-- BEGIN EXTRACTED INFORMATION --

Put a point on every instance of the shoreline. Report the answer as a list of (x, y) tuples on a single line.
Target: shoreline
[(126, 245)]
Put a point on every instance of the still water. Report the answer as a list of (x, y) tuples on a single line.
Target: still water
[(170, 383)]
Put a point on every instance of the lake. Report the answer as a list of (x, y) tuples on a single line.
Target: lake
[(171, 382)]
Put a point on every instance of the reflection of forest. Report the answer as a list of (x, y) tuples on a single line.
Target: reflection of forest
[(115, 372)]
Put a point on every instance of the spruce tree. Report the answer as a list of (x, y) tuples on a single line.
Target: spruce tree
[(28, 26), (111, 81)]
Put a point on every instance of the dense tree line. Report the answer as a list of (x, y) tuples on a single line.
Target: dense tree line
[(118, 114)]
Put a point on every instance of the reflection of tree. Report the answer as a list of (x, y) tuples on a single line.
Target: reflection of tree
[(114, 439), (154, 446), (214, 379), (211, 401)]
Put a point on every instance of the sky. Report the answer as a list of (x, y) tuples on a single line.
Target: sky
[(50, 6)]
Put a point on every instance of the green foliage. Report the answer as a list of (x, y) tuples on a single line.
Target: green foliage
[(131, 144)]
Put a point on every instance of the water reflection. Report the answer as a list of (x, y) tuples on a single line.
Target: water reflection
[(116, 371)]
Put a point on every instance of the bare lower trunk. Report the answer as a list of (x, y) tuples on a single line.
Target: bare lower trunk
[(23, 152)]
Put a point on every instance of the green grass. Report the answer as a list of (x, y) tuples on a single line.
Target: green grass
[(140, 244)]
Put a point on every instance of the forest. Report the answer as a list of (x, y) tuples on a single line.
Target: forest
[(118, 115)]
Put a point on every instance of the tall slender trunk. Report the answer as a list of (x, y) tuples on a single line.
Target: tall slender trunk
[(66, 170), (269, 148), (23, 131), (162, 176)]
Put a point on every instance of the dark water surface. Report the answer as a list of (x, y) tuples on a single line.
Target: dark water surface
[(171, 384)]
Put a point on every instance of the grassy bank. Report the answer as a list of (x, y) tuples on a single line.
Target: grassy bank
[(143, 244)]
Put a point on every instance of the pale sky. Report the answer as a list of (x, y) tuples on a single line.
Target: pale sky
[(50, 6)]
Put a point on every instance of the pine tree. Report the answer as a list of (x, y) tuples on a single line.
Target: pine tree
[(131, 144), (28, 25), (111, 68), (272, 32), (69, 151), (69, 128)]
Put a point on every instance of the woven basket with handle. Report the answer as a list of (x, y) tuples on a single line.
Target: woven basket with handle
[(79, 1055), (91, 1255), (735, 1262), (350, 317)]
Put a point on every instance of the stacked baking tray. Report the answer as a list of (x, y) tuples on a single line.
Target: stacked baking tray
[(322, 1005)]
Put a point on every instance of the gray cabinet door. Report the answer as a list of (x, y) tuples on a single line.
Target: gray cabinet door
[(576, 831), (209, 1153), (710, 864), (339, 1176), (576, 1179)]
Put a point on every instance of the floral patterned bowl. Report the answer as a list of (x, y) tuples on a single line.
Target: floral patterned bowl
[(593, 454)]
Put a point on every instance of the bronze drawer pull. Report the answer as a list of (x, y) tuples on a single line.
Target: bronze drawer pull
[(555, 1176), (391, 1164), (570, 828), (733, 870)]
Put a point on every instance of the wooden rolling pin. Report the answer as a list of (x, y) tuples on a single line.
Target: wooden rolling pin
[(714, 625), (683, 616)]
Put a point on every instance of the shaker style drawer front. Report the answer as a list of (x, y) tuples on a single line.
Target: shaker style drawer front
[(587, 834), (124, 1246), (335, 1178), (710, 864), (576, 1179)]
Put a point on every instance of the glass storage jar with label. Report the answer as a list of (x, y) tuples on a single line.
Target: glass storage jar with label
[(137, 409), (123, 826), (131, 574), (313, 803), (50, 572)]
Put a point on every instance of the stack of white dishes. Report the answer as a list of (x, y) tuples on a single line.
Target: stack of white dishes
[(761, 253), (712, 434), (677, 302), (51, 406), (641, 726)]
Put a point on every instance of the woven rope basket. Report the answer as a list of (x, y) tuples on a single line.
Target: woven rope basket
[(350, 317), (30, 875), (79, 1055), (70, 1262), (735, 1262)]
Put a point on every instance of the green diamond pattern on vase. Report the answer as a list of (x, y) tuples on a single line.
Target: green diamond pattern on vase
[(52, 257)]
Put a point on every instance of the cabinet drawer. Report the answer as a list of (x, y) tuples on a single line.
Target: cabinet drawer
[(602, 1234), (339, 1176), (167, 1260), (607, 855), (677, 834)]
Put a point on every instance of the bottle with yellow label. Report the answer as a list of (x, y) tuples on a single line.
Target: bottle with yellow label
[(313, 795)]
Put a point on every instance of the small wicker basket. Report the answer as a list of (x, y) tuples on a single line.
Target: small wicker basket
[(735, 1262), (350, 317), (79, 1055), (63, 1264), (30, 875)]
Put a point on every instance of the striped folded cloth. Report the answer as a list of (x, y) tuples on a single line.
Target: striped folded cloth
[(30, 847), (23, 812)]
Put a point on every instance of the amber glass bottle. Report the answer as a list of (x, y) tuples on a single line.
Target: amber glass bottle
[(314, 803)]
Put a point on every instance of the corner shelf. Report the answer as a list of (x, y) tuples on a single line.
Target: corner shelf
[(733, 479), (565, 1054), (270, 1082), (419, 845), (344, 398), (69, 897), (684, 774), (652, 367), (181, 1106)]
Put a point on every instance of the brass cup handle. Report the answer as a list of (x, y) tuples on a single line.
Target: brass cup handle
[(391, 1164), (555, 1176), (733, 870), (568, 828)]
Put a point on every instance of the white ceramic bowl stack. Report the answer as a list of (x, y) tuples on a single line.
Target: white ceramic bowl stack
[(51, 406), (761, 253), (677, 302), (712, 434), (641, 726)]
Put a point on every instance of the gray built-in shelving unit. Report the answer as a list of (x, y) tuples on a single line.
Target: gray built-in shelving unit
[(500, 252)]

-- END EXTRACTED INFORMATION --

▶ **EXERCISE**: Rewrite the stretch from the first line of the items through the line that contains "[(140, 244)]" as a Markdown table with the columns Row and Item line, numbering each line and leaving out blank lines.

▶ **ANSWER IN FULL**:
| Row | Item line |
|---|---|
| 1 | Put a point on every instance of the shoreline. Report the answer as a list of (x, y) tuples on a single line. |
| 2 | Target: shoreline |
| 3 | [(126, 245)] |
| 4 | Put a point on every instance of the still water. Report the answer as a list of (x, y) tuples on a single line. |
| 5 | Target: still water |
| 6 | [(170, 383)] |
| 7 | Put a point on every instance of the lake. Report the answer as a list of (x, y) tuples on a single line. |
| 8 | Target: lake |
| 9 | [(171, 382)] |
| 10 | Put a point on every instance of the reflection of forest. Report the answer as a list of (x, y) tuples on a single line. |
| 11 | Target: reflection of forest |
| 12 | [(115, 372)] |
| 13 | Put a point on every instance of the spruce tree. Report the answer as a list of (x, y) tuples on a single line. |
| 14 | Target: spruce tree |
| 15 | [(28, 26), (111, 81)] |
| 16 | Put a point on every instance of the dense tree line. Report the answer as a list of (x, y) tuples on a single line. |
| 17 | Target: dense tree line |
| 18 | [(118, 114)] |
| 19 | Put a point on every instance of the reflection of tree. Report the answer as a list of (x, y) tuples on a single line. |
| 20 | Target: reflection of tree |
| 21 | [(114, 439), (154, 446), (214, 379), (211, 401)] |
| 22 | Put a point on every instance of the sky. Report the answer as a list of (x, y) tuples on a single line. |
| 23 | Target: sky |
| 24 | [(50, 6)] |
| 25 | Put a point on every instance of the green foliage. Report the answer as a list of (x, y) tuples on a single line. |
| 26 | Target: green foliage |
| 27 | [(131, 144)] |
| 28 | Put a point on every instance of the water reflection. Report the answer as a list of (x, y) tuples on a single line. |
| 29 | Target: water reflection |
| 30 | [(116, 371)] |
| 31 | Put a point on every instance of the bare lower trunk. Report the answer as a list of (x, y) tuples on a single line. |
| 32 | Target: bare lower trunk |
| 33 | [(23, 152)] |
| 34 | Put a point on every instance of the green grass. Report the answer as a list of (x, y) tuples on a single line. |
| 35 | Target: green grass |
| 36 | [(140, 244)] |